§ Work to complete
What you return must match the records character for character.
=-=-=
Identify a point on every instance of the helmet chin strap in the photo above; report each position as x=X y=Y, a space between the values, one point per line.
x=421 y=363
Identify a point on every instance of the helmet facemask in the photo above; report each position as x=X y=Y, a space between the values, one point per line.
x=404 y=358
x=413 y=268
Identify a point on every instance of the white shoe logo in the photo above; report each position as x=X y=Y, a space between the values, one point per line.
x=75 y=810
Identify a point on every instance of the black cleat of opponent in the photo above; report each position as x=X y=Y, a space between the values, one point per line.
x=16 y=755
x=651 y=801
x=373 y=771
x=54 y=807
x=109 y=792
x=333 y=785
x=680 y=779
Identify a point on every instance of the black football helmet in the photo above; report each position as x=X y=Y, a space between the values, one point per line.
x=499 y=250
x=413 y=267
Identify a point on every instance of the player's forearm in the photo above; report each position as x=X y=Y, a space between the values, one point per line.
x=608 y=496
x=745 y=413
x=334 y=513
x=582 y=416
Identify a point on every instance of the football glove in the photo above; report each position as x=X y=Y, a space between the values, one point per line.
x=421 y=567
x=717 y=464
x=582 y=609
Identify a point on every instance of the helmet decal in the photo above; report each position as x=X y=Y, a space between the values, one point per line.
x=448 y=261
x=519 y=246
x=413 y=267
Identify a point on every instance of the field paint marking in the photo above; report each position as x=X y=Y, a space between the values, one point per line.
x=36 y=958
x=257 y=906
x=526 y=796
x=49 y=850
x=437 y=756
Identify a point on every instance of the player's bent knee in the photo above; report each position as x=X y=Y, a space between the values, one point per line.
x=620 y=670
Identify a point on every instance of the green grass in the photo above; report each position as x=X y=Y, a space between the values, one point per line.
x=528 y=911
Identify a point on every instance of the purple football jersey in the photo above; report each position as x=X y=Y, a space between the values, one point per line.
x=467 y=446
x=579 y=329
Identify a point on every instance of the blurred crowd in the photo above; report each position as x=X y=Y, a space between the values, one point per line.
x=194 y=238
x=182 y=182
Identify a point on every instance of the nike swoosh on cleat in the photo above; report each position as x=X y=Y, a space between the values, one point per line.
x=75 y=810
=-=-=
§ Completed exercise
Identify a point on every instance of the helmet chin strap in the photo above; report each position as x=X y=Y, a space between the values, one point per line.
x=421 y=363
Identify a point on every instance of the helmet facemask in the photo above; report each position as x=X y=Y, a space between the values, one point per line.
x=404 y=358
x=413 y=268
Identify a point on every instance of the white shoe logo in the photo above; report each position as x=X y=Y, a space between the values, one point per line.
x=75 y=810
Identify a point on every instance of the black cleat of opponent in the photo above; report each position as x=X y=Y, a space between the values, one point per line.
x=16 y=755
x=651 y=801
x=373 y=771
x=54 y=807
x=109 y=792
x=333 y=785
x=680 y=779
Identify a point on every instance of the black football helmet in the photo above; report each position as x=X y=Y, a space between the values, one point per line.
x=499 y=250
x=413 y=267
Identify a point on every instance of the player's forearm in the photo above; report each position as x=X y=Y, a space between the values, one point per line.
x=608 y=496
x=745 y=413
x=334 y=513
x=582 y=416
Identify a point on every instance of the football glove in the photo above; report each position as x=X y=Y, a space between the values, one point per line.
x=421 y=567
x=717 y=464
x=582 y=609
Identify a point on every instance of the helmet decal in the photo above; report each position as x=X y=Y, a space between the values, one point per line.
x=448 y=261
x=519 y=246
x=413 y=267
Identify a point on every instance of the field paint marking in the photo above; report each position as x=X y=Y, a space between the values, one point per line.
x=36 y=958
x=257 y=906
x=526 y=796
x=49 y=850
x=437 y=756
Identify a point on every instance of the player's bent knee in the photo above; report each position as x=X y=Y, a space between the values, one point per line.
x=620 y=670
Identify a point on every instance of the green grass in the photo above; report each position as x=X y=Y, a space between the values, one point per line.
x=528 y=911
Identify a point on every instance of the purple football jersey in the photo above; report each position as x=X y=Y, a space between the values, one point per line.
x=467 y=446
x=579 y=329
Identify a point on every instance of the blurred crowd in the photo above; report each position as x=X y=Y, a space between the values, one point per line.
x=194 y=238
x=182 y=182
Identify a point on every instance of the nike swoosh on cleat in the photo above; report each position as x=X y=Y, a space between the values, one point per line.
x=75 y=810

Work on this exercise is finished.